■ Prompt 1 ■
List every sentence in the text on unfulfilled dreams that ends with a question mark.

■ Provided text ■
· · ·

And now? Now, you act. Stop feeling sorry for yourself because you aren’t who you wanted to be. We all have aspirations for ourselves that never come to fruition. I wanted to be queen of the world when I was a child – hell, I STILL want to be queen. In a non-tyrant country I knew that would always be a difficult undertaking, but I was damn well going to be important. The CIA…FBI…I was going to be somebody significant. That dream? Alas, that dream died hard. I think I had at least 6 funerals for that one, and I’m sure I’ve got at least one more coming. But now, I try to focus my efforts on other things that bring me joy and make me feel worthy. Those other things didn’t fall in my lap, I had to go out there and find them.

You’re ONLY in your 30s. That means dick in the span of things. So you can’t get THE job. Eh. You’ve got 700 degrees and a wealth of abilities. Someone will hire you if you widen your horizons. Why not try a completely different line of work? And maybe try picking up a new hobby where you can meet new people. Who knows? You wouldn’t be the first jobless guy still living with his parents to find love.

· · ·

■ Prompt 2 ■
From the listing below, pull out each line containing the word "crib". Case counts.

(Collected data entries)
· · ·

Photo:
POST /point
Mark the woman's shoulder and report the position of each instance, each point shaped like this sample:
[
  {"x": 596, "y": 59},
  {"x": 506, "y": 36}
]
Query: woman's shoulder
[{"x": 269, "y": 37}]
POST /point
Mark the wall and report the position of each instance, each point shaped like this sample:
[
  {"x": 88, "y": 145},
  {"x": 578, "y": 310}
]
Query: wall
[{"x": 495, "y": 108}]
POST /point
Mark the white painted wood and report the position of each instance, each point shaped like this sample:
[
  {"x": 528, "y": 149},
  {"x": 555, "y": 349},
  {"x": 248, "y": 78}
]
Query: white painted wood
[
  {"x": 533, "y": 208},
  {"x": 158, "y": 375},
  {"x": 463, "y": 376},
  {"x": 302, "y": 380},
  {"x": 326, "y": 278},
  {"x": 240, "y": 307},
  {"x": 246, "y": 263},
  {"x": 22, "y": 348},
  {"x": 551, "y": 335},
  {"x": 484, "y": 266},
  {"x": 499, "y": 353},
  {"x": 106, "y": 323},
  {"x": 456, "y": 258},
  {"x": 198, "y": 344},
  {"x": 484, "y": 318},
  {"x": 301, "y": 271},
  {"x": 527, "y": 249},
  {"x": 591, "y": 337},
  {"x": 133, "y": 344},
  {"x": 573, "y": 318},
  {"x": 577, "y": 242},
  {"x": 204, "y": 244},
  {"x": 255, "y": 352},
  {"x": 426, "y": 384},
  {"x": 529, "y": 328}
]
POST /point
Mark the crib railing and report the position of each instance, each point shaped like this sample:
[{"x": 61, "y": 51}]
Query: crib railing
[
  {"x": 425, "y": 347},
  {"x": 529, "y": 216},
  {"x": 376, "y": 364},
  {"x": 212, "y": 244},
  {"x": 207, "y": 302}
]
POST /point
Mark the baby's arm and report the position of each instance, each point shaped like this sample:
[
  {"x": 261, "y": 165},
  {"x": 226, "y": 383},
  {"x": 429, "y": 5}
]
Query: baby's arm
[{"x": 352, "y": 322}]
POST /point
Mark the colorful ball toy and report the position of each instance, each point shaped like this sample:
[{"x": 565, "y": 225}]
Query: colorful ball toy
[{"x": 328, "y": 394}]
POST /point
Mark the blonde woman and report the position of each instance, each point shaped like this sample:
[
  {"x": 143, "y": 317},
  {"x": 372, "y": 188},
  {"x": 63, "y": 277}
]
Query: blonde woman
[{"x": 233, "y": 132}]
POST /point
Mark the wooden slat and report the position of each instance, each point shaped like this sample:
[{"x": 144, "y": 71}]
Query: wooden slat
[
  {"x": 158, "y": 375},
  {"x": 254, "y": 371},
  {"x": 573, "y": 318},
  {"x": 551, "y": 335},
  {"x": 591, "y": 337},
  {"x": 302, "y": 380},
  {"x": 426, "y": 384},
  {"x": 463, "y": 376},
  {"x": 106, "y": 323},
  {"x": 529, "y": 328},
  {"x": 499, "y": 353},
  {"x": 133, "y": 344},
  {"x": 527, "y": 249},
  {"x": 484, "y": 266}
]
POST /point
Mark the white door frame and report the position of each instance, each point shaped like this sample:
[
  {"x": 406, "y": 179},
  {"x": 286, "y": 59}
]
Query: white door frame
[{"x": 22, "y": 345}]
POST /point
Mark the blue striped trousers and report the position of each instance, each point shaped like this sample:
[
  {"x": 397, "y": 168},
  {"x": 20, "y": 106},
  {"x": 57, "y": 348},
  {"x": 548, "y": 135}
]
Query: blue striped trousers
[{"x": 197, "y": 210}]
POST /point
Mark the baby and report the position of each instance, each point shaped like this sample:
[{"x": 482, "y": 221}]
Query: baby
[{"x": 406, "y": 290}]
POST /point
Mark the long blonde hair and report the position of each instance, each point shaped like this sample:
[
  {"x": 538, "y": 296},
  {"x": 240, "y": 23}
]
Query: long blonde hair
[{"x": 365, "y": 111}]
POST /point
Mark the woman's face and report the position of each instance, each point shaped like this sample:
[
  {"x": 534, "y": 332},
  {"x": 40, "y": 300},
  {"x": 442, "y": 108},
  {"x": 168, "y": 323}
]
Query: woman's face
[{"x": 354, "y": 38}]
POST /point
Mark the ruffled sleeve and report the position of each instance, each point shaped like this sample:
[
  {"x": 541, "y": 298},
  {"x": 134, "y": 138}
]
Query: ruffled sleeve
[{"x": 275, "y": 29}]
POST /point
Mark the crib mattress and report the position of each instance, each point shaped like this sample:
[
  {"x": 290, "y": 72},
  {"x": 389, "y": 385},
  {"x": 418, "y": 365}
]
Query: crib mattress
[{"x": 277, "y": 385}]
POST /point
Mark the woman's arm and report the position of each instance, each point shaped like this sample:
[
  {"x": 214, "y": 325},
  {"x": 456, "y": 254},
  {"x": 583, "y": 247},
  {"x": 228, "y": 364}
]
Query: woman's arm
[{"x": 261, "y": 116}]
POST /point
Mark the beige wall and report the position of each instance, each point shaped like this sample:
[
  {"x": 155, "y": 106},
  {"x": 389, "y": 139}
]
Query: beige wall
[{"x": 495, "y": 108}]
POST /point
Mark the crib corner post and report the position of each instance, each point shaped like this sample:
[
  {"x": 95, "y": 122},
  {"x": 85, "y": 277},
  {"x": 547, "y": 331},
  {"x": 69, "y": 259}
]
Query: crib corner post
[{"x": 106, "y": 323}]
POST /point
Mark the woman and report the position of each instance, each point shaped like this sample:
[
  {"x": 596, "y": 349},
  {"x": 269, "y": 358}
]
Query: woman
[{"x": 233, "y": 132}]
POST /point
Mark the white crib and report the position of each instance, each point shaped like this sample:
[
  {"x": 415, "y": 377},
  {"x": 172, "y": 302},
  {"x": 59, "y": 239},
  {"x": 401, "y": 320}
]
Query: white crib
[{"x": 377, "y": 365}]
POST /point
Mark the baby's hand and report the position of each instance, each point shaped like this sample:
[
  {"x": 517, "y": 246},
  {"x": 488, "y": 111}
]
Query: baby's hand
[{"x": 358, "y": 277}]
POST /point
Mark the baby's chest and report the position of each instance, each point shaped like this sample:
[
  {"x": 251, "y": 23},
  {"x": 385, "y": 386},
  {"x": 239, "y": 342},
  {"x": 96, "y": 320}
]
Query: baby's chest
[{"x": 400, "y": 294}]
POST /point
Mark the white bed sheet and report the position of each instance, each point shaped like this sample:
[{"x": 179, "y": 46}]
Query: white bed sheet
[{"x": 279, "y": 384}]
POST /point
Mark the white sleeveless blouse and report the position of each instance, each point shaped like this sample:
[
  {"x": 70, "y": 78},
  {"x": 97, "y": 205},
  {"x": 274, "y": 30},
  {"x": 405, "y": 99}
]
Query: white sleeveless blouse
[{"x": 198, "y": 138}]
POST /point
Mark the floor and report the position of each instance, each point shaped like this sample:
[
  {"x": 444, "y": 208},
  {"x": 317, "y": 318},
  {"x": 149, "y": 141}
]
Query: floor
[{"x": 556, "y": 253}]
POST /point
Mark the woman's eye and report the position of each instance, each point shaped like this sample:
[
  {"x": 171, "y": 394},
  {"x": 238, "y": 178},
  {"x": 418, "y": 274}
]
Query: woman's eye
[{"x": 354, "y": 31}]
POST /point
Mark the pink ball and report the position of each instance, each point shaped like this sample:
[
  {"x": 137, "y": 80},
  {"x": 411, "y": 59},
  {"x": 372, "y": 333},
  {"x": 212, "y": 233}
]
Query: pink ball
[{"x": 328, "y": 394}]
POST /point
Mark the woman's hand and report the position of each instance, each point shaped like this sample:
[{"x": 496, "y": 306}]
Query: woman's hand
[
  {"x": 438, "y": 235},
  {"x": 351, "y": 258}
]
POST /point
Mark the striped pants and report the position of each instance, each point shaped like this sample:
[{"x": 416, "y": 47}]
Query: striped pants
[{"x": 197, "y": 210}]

· · ·

■ Reply 1 ■
- And now?
- That dream?
- Why not try a completely different line of work?
- Who knows?

■ Reply 2 ■
Mark the crib railing and report the position of each instance, each point shaped like this sample:
Query: crib railing
Mark the crib mattress and report the position of each instance, each point shaped like this sample:
Query: crib mattress
Mark the crib corner post and report the position of each instance, each point shaped like this sample:
Query: crib corner post
Mark the white crib and report the position of each instance, each point shaped like this sample:
Query: white crib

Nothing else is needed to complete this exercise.